**Short task**
Which lines in the data below contain the word "green"? Copy each of them out in full.

**Exercise material**
# # #
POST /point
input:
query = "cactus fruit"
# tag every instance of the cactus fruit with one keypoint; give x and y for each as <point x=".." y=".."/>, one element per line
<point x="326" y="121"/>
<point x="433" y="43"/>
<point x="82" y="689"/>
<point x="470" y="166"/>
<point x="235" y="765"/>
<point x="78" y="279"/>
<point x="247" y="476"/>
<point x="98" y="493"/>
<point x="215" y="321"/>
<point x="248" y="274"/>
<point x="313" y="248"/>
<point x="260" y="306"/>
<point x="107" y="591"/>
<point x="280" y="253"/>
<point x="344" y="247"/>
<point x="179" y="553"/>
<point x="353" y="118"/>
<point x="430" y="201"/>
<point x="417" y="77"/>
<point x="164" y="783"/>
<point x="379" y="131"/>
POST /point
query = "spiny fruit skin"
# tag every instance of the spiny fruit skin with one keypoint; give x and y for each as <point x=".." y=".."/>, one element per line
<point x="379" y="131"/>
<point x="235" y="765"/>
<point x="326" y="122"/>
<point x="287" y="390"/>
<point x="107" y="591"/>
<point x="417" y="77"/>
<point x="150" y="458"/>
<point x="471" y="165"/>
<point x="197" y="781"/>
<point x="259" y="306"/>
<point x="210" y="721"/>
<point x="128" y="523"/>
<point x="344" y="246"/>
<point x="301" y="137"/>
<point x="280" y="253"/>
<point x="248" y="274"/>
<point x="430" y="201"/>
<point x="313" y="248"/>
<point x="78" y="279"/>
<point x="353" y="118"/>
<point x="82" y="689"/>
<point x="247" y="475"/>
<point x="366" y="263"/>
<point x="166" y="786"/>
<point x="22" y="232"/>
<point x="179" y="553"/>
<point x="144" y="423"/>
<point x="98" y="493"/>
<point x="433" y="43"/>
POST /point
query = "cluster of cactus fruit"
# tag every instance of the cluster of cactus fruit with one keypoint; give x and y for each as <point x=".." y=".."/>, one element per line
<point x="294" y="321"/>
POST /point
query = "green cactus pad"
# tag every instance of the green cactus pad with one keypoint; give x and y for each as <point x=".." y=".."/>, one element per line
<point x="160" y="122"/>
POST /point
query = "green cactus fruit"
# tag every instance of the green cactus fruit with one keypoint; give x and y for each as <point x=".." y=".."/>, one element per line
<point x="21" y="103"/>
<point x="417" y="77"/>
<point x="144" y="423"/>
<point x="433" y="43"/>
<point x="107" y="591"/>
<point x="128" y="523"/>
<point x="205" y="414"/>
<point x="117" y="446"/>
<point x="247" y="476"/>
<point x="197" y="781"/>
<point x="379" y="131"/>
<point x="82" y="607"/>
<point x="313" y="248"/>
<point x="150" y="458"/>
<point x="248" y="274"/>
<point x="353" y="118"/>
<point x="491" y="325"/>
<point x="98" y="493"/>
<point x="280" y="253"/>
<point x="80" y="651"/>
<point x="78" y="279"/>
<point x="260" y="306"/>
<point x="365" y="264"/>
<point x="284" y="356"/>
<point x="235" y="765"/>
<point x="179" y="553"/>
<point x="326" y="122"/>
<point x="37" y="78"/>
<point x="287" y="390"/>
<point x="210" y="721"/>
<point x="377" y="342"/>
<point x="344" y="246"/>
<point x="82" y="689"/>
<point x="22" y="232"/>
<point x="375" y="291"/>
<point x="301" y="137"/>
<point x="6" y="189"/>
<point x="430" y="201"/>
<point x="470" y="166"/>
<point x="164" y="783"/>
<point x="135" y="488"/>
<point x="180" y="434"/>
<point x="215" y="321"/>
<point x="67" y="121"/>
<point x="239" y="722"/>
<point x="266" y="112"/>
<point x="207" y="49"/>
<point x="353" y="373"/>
# # #
**Result of this exercise**
query = "green cactus pad"
# tag every instance of the green cactus pad with one keypoint; give x and y for each as <point x=".." y=".."/>, one element per line
query = "green cactus fruit"
# tag every instance of the green cactus fruit with one keypoint; give x and y for each as <point x=".." y=".."/>, one element per line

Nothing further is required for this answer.